**Exercise aim**
What do the lines from the one containing "Can you see the camera?" through the end of the entries say? Quote them exactly, and only them.

+++ Information shown +++

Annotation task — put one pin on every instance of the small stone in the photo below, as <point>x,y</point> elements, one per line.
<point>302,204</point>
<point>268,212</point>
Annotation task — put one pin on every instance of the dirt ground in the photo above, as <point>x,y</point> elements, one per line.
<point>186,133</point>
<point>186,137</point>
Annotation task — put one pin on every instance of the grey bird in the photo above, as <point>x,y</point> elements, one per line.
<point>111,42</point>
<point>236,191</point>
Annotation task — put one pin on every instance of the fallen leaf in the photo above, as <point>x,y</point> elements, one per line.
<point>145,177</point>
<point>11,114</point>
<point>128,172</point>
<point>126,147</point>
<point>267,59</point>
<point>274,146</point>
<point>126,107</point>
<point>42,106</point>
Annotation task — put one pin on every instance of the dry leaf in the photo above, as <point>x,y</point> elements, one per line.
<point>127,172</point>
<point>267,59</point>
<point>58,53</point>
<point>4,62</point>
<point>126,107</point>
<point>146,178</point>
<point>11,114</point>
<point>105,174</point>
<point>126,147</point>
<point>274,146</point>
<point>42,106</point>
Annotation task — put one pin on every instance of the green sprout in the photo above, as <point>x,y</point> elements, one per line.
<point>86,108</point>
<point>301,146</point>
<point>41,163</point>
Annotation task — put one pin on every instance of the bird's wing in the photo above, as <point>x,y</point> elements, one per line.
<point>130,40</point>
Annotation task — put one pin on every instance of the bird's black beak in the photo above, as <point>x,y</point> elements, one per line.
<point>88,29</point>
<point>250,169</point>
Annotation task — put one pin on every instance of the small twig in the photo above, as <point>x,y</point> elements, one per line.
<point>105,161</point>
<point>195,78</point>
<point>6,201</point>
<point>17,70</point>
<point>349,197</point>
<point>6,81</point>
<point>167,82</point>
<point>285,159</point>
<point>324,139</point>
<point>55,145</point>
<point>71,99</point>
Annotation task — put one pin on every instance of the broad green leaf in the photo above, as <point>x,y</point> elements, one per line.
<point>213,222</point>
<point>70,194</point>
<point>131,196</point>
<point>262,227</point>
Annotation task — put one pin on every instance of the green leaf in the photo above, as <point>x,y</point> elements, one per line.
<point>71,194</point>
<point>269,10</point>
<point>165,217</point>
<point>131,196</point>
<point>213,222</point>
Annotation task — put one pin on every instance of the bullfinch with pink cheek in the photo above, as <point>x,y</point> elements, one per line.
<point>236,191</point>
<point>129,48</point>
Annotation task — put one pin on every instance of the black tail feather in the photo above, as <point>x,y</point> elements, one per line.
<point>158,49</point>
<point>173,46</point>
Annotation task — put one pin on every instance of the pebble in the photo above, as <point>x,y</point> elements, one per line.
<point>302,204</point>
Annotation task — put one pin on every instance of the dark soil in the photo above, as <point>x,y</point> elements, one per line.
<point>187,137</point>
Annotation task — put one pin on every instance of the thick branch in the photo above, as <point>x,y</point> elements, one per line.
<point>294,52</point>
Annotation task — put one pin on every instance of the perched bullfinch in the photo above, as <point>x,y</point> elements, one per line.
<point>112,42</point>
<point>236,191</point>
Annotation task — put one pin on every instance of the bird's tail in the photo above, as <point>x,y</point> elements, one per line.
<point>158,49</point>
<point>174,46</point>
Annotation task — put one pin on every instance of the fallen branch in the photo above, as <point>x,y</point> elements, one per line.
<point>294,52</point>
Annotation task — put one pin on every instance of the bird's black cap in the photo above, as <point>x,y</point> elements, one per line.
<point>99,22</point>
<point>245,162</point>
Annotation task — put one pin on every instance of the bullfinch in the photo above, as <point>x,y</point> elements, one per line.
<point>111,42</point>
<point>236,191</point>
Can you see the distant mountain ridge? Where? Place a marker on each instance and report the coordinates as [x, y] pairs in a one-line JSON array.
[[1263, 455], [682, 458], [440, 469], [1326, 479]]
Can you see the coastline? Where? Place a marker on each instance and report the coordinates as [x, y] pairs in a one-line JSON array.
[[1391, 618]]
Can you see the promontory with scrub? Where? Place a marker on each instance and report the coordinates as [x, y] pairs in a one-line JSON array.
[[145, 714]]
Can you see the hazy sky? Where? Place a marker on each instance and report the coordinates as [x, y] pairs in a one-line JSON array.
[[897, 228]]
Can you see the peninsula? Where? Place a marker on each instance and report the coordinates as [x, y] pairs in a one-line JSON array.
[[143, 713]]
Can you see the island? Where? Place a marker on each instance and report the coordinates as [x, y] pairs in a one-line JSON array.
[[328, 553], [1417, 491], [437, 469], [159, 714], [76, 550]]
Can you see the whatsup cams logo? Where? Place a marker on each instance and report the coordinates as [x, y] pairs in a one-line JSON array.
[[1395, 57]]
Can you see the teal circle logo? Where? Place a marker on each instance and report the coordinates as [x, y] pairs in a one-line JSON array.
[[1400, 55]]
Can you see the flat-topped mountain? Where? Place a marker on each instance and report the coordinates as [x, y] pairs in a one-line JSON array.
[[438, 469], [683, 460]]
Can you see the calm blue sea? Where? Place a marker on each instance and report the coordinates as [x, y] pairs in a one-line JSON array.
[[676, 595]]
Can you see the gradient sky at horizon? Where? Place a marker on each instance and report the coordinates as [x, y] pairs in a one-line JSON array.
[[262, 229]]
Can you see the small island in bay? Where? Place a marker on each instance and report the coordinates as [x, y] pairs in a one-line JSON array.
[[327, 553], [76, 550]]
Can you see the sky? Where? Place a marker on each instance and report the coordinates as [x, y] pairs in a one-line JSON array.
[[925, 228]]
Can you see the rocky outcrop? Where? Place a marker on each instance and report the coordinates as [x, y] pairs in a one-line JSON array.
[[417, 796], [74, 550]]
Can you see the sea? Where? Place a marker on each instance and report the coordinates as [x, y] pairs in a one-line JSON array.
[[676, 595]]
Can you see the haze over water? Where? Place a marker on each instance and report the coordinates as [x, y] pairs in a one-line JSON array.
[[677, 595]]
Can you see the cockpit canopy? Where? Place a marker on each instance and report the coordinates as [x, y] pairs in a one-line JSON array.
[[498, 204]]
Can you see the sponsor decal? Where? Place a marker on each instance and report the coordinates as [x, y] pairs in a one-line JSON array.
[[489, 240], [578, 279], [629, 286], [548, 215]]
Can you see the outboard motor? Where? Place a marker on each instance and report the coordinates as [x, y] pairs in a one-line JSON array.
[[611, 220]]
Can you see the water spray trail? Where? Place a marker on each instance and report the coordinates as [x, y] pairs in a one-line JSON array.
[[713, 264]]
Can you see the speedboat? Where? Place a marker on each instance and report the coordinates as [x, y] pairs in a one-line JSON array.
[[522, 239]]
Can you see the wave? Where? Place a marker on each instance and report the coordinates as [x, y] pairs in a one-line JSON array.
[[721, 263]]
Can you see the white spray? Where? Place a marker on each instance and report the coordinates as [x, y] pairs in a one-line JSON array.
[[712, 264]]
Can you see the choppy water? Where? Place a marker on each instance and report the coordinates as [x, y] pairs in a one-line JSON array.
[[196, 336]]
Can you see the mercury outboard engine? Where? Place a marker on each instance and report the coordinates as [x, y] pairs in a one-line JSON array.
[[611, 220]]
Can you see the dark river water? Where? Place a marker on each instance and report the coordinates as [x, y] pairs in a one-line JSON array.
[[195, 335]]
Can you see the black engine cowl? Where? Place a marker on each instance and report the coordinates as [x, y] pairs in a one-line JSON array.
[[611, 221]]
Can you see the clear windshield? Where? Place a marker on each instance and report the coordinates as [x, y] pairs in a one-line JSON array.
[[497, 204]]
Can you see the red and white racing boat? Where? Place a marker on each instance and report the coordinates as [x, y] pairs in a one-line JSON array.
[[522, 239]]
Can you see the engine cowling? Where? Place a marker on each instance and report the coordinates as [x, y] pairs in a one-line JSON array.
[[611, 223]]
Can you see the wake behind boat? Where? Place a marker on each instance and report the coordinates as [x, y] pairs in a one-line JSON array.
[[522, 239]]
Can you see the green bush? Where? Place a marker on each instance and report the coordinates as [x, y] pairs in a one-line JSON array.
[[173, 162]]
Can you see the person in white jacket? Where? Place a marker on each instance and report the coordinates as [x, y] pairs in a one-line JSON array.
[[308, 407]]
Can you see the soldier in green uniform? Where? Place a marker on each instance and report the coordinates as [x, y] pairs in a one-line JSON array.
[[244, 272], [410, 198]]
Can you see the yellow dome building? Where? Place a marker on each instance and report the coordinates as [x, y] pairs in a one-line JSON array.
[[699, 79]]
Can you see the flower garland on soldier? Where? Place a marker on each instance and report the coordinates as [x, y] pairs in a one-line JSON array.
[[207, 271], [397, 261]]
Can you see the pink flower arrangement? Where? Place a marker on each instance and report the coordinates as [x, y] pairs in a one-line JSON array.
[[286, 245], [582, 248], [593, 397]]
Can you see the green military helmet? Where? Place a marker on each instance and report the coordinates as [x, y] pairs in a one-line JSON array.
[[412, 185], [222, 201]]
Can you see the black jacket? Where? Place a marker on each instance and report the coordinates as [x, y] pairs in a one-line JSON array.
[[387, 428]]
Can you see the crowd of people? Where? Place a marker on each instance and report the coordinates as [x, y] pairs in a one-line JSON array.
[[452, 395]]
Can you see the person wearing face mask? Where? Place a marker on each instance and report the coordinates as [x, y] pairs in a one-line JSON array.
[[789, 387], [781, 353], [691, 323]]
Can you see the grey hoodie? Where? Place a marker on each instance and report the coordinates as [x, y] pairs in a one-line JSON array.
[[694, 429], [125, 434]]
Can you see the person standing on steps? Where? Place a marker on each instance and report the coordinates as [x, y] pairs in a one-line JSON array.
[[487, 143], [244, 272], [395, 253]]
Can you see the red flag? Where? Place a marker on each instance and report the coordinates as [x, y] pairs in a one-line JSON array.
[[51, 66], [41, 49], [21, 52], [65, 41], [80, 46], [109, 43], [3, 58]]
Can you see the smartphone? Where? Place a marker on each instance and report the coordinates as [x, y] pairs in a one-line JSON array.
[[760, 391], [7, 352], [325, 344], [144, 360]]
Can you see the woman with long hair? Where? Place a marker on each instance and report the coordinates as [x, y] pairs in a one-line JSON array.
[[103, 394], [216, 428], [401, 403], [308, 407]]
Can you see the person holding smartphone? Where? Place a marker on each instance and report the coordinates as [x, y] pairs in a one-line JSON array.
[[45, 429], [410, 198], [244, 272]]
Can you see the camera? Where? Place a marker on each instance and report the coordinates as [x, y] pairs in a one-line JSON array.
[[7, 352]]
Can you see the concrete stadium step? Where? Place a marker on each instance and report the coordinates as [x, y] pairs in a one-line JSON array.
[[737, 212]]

+++

**Output**
Can you see the camera? Where? Place a marker on each instance and report the coordinates as [x, y] pairs in a one-line JSON array.
[[7, 352]]
Can you see the concrete stadium step? Where? Place a marker on each instance and report the coordinates as [x, y] pairs in a one-line JSON array.
[[737, 212]]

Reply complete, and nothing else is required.